■ 任务说明 ■
(1) 在这篇 USACO 解题报告中,区间里有偶数个数时,中位数怎样定义?
(2) 从这篇 USACO 解题报告停下的地方续写下去。

■ 正文 ■

::::::::

「USACO2011 Nov Gold」解题报告

「USACO2011 Nov Gold」解题报告

T1、Above the Median

题目链接

\(Description\)

给出一个长度为 \(n \ (n \leq 10 ^ 5)\) 序列 \(\{ a_n \} \ (a_i \leq 10 ^ 9)\),问中位数大于等于 \(k\) 的区间数量。(区间里如果有偶数个数,中位数定义为偏大的那一个)

\(Solution\)

若把 \(a_i \geq k\) 的位置标为 \(1\)\(a_i < k\) 标为 \(0\),并把这个序列记为 \(b\),该序列前缀和记为 \(pre\)
则区间 \([l,r]\) 满足题意当且仅当:
\[ r - (l - 1) \leq 2 \times (pre_r - pre_{l - 1}) \]
把变量相同的放一边:
\[ r - 2 \times pre_r \leq (l - 1) - 2 \times pre_{l - 1} \]
枚举右端点,随便找个数据结构维护左边有几个满足条件的左端点。

\(Source\)

#include <cstdio>
#include <cstring>
#include <algorithm>
int in() {
    int x = 0; char c = getchar(); bool f = 0;
    while (c < '0' || c > '9')
        f |= c == '-', c = getchar();
    while (c >= '0' && c <= '9')
        x = (x << 1) + (x << 3) + (c ^ 48), c = getchar();
    return f ? -x : x;
}
template<typename T>inline void chk_min(T &_, T __) { _ = _ < __ ? _ : __; }
template<typename T>inline void chk_max(T &_, T __) { _ = _ > __ ? _ : __; }

const int N = 1e5 + 5;

int n, nn, k, a[N], pre[N];
long long res;

struct binary_index_tree {
    int a[N << 1];
    void insert(int p) { for (; p <= nn; p += (p & -p)) ++a[p]; }
    int ask(int p) { int ret = 0; for (; p; p -= (p & -p)) ret += a[p]; return ret; }
} bit;

int main() {
    //freopen("in", "r", stdin);
    n = in(), k = in(), nn = n + n;
    for (int i = 1; i <= n; ++i)

::::::::

■ 数据摘录 ■
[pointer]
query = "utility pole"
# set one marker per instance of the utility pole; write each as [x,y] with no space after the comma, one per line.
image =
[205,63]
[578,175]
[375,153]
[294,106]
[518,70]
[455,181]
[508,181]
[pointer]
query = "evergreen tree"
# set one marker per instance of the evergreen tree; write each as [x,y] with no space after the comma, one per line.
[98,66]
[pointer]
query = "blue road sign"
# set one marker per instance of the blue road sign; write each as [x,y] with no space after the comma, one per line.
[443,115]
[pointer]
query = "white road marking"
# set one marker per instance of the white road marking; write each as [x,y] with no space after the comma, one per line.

::::::::

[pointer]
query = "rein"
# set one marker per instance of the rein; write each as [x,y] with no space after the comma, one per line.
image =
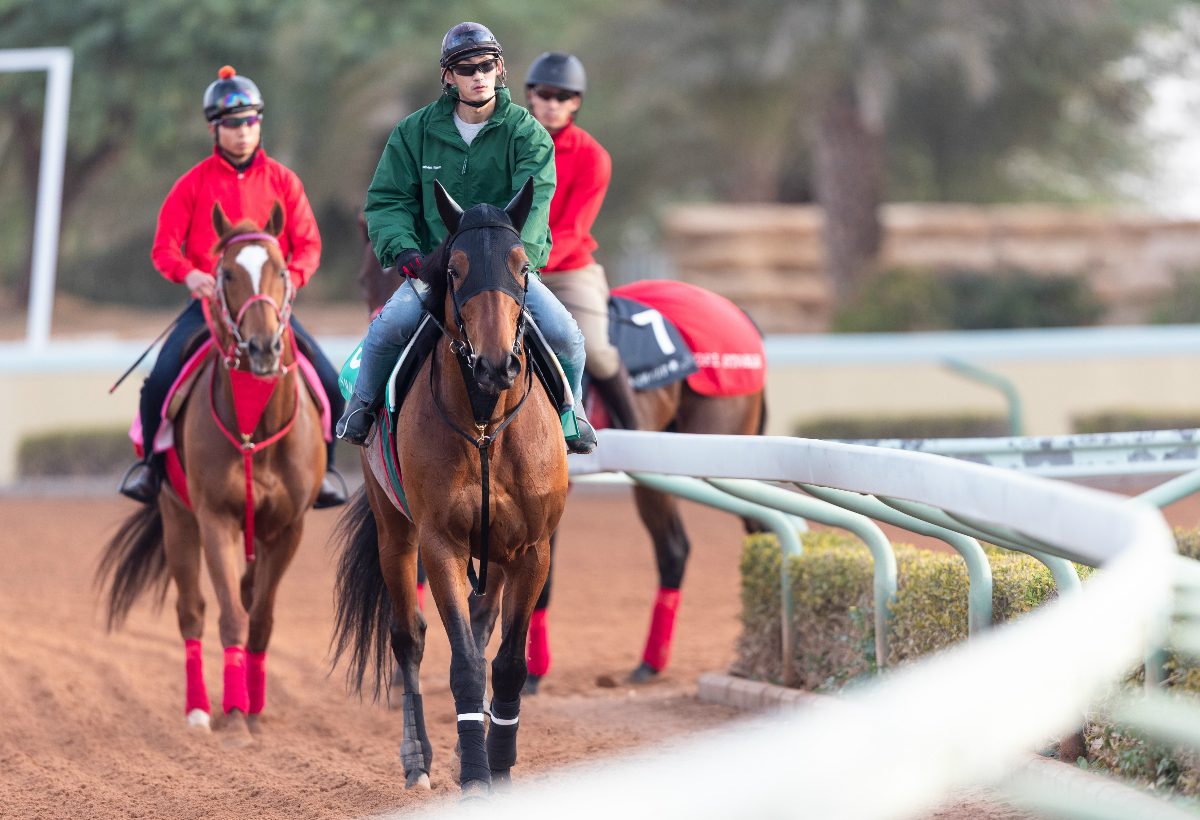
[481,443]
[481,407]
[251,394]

::::::::

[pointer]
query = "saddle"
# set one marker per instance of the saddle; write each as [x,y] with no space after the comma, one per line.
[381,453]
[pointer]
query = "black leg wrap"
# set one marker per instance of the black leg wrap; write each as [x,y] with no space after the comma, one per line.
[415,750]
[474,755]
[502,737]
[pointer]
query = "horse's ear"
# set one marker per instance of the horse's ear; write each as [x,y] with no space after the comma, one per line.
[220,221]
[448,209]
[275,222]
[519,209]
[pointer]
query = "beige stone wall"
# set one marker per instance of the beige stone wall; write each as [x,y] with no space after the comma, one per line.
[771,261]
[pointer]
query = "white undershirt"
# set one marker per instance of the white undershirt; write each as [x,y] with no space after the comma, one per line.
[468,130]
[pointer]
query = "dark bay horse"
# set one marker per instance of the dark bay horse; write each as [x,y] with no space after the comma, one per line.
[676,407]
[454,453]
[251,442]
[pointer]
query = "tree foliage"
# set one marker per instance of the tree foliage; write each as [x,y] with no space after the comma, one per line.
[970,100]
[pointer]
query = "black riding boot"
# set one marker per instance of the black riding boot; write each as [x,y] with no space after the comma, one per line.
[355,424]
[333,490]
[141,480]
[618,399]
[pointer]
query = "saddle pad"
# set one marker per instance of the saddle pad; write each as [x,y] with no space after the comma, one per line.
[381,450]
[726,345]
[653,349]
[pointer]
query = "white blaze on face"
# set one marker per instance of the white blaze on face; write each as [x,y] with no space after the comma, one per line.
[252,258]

::::::::

■ 参考答案 ■
(1) 取偏大的那一个。

(2)
        a[i] = in();
    for (int i = 1; i <= n; ++i)
        pre[i] = pre[i - 1] + (a[i] >= k);
    bit.insert(n);
    for (int i = 1; i <= n; ++i) {
        res += bit.ask(pre[i] + pre[i] - i + n);
        bit.insert(pre[i] + pre[i] - i + n);
    }
    printf("%lld\n", res);
    return 0;
}

T2、Binary Sudoku

题目链接

\(Description\)

给出一个 \(9 \times 9\)\(01\) 矩阵,问最少修改几个数能使每行、每列以及每个九宫格中的异或和为 \(0\)

\(Solution\)

\(f_{k, i, x, y, z}\) 表示到第 \(k\) 行,其中 \(1\)\(k\) 行每一列异或和的状态为 \(i\) (一个二进制数),当前的三个宫格异或和分别是 \(x,y,z\) 的最少操作次数;
转移枚举第 \(k\) 行的操作;
注意每个九宫格的最后一行 \(x,y,z\) 都是 \(0\)

\(Source\)

#include <cstdio>
#include <cstring>
#include <algorithm>
int in() {
    int x = 0; char c = getchar(); bool f = 0;
    while (c < '0' || c > '9')
        f |= c == '-', c = getchar();
    while (c >= '0' && c <= '9')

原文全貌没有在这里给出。